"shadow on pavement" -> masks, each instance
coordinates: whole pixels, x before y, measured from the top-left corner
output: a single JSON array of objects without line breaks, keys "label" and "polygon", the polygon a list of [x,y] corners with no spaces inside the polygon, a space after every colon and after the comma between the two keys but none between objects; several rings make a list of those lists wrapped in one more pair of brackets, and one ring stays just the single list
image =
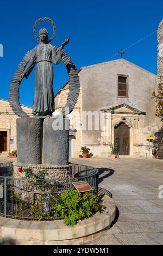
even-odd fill
[{"label": "shadow on pavement", "polygon": [[100,168],[98,169],[98,174],[101,175],[105,172],[107,172],[108,173],[105,174],[104,176],[102,176],[98,178],[98,184],[99,184],[102,181],[103,181],[105,179],[110,176],[112,175],[114,170],[112,169],[109,169],[108,168]]}]

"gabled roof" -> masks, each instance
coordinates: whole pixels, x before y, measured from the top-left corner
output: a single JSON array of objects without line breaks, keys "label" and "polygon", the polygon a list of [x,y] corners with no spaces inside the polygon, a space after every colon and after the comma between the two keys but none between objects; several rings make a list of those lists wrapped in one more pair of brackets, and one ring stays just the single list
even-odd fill
[{"label": "gabled roof", "polygon": [[[145,72],[147,72],[148,73],[149,73],[149,74],[157,77],[157,75],[153,74],[153,73],[152,73],[150,71],[148,71],[148,70],[146,70],[146,69],[143,69],[142,68],[141,68],[140,66],[138,66],[137,65],[136,65],[134,63],[133,63],[132,62],[129,62],[129,60],[127,60],[126,59],[123,59],[122,58],[122,59],[114,59],[113,60],[110,60],[109,62],[101,62],[100,63],[97,63],[97,64],[93,64],[93,65],[90,65],[89,66],[83,66],[82,68],[81,68],[80,69],[79,69],[79,70],[78,71],[78,73],[79,74],[79,72],[82,70],[84,70],[84,69],[86,69],[87,68],[96,68],[96,66],[100,66],[100,65],[106,65],[108,63],[110,63],[111,62],[126,62],[127,64],[129,64],[129,65],[131,65],[133,66],[135,66],[135,68],[139,68]],[[59,93],[59,92],[60,92],[60,90],[63,90],[64,88],[65,88],[65,87],[68,83],[69,82],[69,80],[68,80],[63,86],[58,91],[58,92],[56,93],[56,94],[55,95],[54,97],[55,97],[57,94]]]},{"label": "gabled roof", "polygon": [[137,65],[135,64],[134,63],[133,63],[132,62],[129,62],[129,60],[127,60],[127,59],[114,59],[113,60],[109,60],[109,62],[101,62],[100,63],[97,63],[96,64],[93,64],[93,65],[90,65],[90,66],[83,66],[82,68],[82,69],[85,69],[87,68],[95,68],[97,66],[99,66],[99,65],[106,65],[108,63],[111,63],[111,62],[126,62],[127,64],[131,65],[133,66],[135,66],[135,68],[139,68],[145,72],[147,72],[147,73],[150,74],[151,75],[152,75],[153,76],[157,77],[157,75],[155,75],[155,74],[152,73],[152,72],[148,71],[148,70],[146,70],[146,69],[143,69],[142,68],[141,68],[140,66],[138,66]]},{"label": "gabled roof", "polygon": [[114,107],[110,107],[109,108],[104,108],[101,109],[101,111],[117,113],[126,113],[126,114],[146,114],[146,112],[141,111],[137,108],[135,108],[131,106],[128,105],[123,103],[120,105],[115,106]]}]

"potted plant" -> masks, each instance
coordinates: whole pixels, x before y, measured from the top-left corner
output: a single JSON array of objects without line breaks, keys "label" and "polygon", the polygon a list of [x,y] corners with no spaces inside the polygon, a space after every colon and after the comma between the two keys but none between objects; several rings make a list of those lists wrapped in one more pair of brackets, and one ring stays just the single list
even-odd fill
[{"label": "potted plant", "polygon": [[83,146],[81,147],[81,151],[82,152],[82,156],[83,158],[87,158],[89,153],[91,149],[87,148],[86,146]]},{"label": "potted plant", "polygon": [[111,157],[116,158],[117,154],[116,147],[114,146],[112,144],[111,144],[110,147],[111,148]]},{"label": "potted plant", "polygon": [[17,150],[12,150],[11,153],[9,153],[9,157],[17,157]]}]

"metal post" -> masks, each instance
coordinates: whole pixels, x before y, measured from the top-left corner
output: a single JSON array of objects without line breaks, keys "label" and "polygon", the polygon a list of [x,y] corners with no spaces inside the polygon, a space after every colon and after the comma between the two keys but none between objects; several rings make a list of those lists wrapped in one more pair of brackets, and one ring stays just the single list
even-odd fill
[{"label": "metal post", "polygon": [[151,142],[151,139],[149,139],[149,148],[148,148],[149,157],[150,157],[150,148],[151,148],[150,142]]},{"label": "metal post", "polygon": [[70,188],[71,188],[73,187],[73,179],[70,179]]},{"label": "metal post", "polygon": [[7,216],[7,178],[4,177],[4,217]]}]

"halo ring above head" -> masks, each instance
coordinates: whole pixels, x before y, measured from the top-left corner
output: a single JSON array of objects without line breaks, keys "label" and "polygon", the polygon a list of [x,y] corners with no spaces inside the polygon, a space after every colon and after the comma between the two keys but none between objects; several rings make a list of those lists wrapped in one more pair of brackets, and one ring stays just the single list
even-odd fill
[{"label": "halo ring above head", "polygon": [[53,38],[54,38],[54,36],[55,35],[55,23],[54,23],[54,21],[51,19],[48,18],[48,17],[43,17],[42,18],[40,18],[40,19],[39,19],[39,20],[36,20],[35,24],[34,24],[34,26],[33,26],[33,33],[34,33],[35,39],[38,41],[38,42],[40,42],[40,39],[39,39],[39,38],[38,38],[38,36],[36,35],[36,28],[37,25],[40,21],[42,21],[43,20],[49,21],[49,22],[51,22],[52,23],[52,25],[53,27],[53,33],[52,36],[51,37],[51,38],[50,38],[49,40],[48,40],[48,42],[49,42],[51,41],[52,41],[52,40],[53,39]]}]

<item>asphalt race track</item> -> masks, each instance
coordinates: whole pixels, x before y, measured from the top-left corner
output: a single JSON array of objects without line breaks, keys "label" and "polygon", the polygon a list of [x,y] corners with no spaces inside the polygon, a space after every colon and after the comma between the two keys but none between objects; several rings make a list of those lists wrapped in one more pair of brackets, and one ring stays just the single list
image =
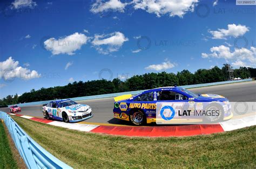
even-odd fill
[{"label": "asphalt race track", "polygon": [[[221,95],[228,98],[231,102],[256,102],[256,81],[201,87],[190,90],[197,94]],[[113,98],[81,101],[77,102],[91,106],[94,114],[92,118],[82,123],[129,124],[125,121],[113,118],[114,102]],[[9,112],[9,109],[8,108],[1,108],[0,110]],[[19,114],[33,117],[44,117],[42,112],[42,105],[22,107],[22,112]]]}]

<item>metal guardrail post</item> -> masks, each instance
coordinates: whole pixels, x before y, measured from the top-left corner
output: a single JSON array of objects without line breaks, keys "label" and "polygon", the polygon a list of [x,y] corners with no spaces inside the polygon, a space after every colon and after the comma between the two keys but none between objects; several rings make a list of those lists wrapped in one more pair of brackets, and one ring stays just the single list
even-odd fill
[{"label": "metal guardrail post", "polygon": [[35,142],[6,113],[0,111],[11,138],[29,168],[72,168]]}]

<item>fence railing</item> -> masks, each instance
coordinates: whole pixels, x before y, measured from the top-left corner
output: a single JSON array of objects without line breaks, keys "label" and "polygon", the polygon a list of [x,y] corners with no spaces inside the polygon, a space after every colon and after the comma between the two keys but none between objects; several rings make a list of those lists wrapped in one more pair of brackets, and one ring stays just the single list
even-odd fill
[{"label": "fence railing", "polygon": [[4,120],[28,168],[72,168],[35,142],[6,112],[0,111],[0,118]]},{"label": "fence railing", "polygon": [[[252,79],[243,79],[243,80],[235,80],[235,81],[226,81],[181,86],[180,87],[183,87],[185,89],[189,89],[189,88],[192,88],[206,87],[206,86],[213,86],[213,85],[219,85],[219,84],[224,84],[237,83],[237,82],[246,82],[246,81],[250,81],[252,80]],[[103,94],[103,95],[78,97],[73,97],[73,98],[69,98],[73,101],[81,101],[81,100],[93,100],[93,99],[98,99],[98,98],[104,98],[114,97],[119,96],[126,95],[126,94],[136,95],[145,90],[146,90],[111,93],[111,94]],[[50,101],[51,101],[48,100],[48,101],[38,101],[38,102],[17,104],[17,105],[19,107],[39,105],[39,104],[43,104],[48,103]],[[10,107],[11,105],[9,105],[8,107]]]}]

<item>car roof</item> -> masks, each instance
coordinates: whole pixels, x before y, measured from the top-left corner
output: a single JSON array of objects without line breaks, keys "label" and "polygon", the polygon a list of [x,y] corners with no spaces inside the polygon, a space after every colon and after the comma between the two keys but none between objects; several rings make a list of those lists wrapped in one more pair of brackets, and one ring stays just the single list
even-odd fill
[{"label": "car roof", "polygon": [[69,98],[66,98],[66,99],[61,99],[61,100],[53,100],[51,101],[51,103],[52,102],[56,102],[57,103],[60,103],[60,102],[66,102],[66,101],[71,101],[70,99]]},{"label": "car roof", "polygon": [[149,89],[149,90],[145,91],[150,91],[150,90],[154,91],[154,90],[157,90],[157,89],[183,89],[183,88],[182,87],[178,87],[178,86],[166,86],[166,87],[158,87],[158,88],[156,88]]}]

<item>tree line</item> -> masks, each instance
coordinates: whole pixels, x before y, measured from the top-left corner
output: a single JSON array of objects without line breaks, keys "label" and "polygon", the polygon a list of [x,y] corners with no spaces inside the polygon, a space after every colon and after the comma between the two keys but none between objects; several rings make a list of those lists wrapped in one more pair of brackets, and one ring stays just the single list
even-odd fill
[{"label": "tree line", "polygon": [[[64,86],[32,89],[18,96],[8,95],[0,100],[0,106],[56,98],[72,98],[113,93],[149,89],[163,86],[183,86],[226,81],[228,80],[228,64],[221,68],[199,69],[194,73],[183,70],[177,74],[163,72],[134,75],[125,81],[118,78],[112,81],[105,79],[74,82]],[[256,77],[256,68],[240,67],[234,69],[234,77],[246,79]]]}]

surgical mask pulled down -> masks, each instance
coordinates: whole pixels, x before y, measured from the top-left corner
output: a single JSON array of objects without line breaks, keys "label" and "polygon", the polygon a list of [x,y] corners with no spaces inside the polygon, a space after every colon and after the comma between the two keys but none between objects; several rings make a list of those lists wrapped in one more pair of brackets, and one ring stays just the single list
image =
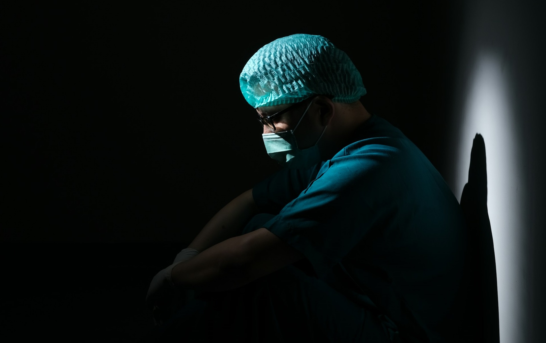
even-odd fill
[{"label": "surgical mask pulled down", "polygon": [[293,130],[262,135],[264,144],[265,145],[265,150],[269,157],[288,168],[291,169],[310,168],[321,161],[321,153],[317,144],[322,138],[328,125],[324,127],[324,129],[322,130],[321,136],[317,140],[314,145],[307,149],[300,149],[298,147],[296,137],[294,135],[296,129],[298,128],[300,123],[301,122],[301,119],[307,113],[312,103],[311,101],[307,105],[305,111],[301,115]]}]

• GOAL: Omit the pictures and please write out exactly the lines between the one containing "surgical mask pulled down ->" and the last line of the entries, both included.

• EXERCISE RESPONSE:
surgical mask pulled down -> masks, each instance
coordinates: whole pixels, x before y, measured from the top-left corner
output: a single JSON array of objects without line breaks, keys "label" and "polygon", the polygon a list of [x,y] corners with no spaces inside the polygon, a space after every colon and after the comma between the two keys but none between objects; several rings make a list of those lists wrapped in one more pair of brackets, and one ring stays just the single list
image =
even-odd fill
[{"label": "surgical mask pulled down", "polygon": [[293,130],[262,135],[264,144],[265,145],[265,150],[269,157],[288,168],[291,169],[310,168],[321,161],[321,153],[317,144],[322,138],[328,125],[324,127],[324,129],[322,130],[321,136],[317,140],[314,145],[307,149],[300,149],[298,147],[296,137],[294,135],[296,129],[298,128],[300,123],[301,122],[301,119],[307,113],[312,103],[311,101],[307,105],[305,111],[301,115]]}]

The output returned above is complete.